Tasks
• 1. In the course description, what does the Bonus section offer?
• 2. Write out the course description from "GitHub Ultimate: Master" to "straight into Git.", switching "Students" to "Learners".

Selected excerpt
GitHub Ultimate: Master Git and GitHub – Beginner to Expert
This course will comprehensively cover the GitHub hosting service as a companion to the Git source control tool, which means no prior knowledge or experience is required. Students will emerge at the end with a very solid understanding and hands-on experience with Git and GitHub.
The course is divided into four major components:
Introduction and Setup
Learning Git Source Control
All About GitHub
Each one of the above components spans multiple sections in this course.
New! Video explaining how to resolve Git breaking when upgrading macOS each year
The Introduction provides a welcome to the course including some useful tips for getting the most out of taking the course and how the course is designed. That is followed by the Core Concepts which go over some critical theory before diving straight into Git.
After the introduction and core concepts, the first thing we do is a Quick Installation for both Windows and Mac. The Bonus section has a more comprehensive, step-by-step process for those that prefer it.
Learning Git Source Control
In The Basics, we walk through all the foundational commands needed to start a new project managed by Git (or enable Git for an existing project) all the way through making commits, including common file operations like moving and deleting files. We also cover how to exclude the wrong files from accidentally being committed and how to review your repository’s history.
With a strong foundation in place, we explore some more Advanced Git topics like comparing differences, branching and merge resolution, tagging special events, saving work in progress, and even a bit of time travel.
All About GitHub
The main part of this course is all about GitHub. We will explore GitHub indepth from a source control hosting repository perspective.
In Welcome to GitHub we start off exploring some of the basic features of GitHub by creating a fresh repository and associate our local repository with it. Then, we prepare for the remainder of the course by setting up SSH Authentication, which we will use from this point forward. After that, we continue looking at the GitHub Repository, including many of the same operations we performed locally, but done directly within GitHub. Then in GitHub Repository Branches we dive into how Branches on GitHub and our local system work with each other.
After we have comprehensively covered how GitHub repositories work, we focus on how GitHub Tags and Releases work and their relationship with local tags in Git. We can then use tags/releases while Comparing Differences on GitHub.
We start tying things together in Social Coding where we join other projects on GitHub by forking and then submitting our contributions back using pull requests.

Information supplied
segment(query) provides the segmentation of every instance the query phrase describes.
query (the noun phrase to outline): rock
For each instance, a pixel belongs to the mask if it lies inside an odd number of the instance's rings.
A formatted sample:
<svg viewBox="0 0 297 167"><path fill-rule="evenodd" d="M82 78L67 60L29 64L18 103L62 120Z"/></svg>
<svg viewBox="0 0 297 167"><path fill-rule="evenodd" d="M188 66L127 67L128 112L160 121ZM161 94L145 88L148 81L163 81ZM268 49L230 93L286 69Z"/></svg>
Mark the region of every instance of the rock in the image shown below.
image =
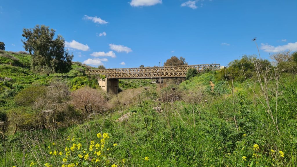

Answers for the exercise
• 1. A more comprehensive, step-by-step installation process for those who prefer it.

• 2.
GitHub Ultimate: Master Git and GitHub – Beginner to Expert
This course will comprehensively cover the GitHub hosting service as a companion to the Git source control tool, which means no prior knowledge or experience is required. Learners will emerge at the end with a very solid understanding and hands-on experience with Git and GitHub.
The course is divided into four major components:
Introduction and Setup
Learning Git Source Control
All About GitHub
Each one of the above components spans multiple sections in this course.
New! Video explaining how to resolve Git breaking when upgrading macOS each year
The Introduction provides a welcome to the course including some useful tips for getting the most out of taking the course and how the course is designed. That is followed by the Core Concepts which go over some critical theory before diving straight into Git.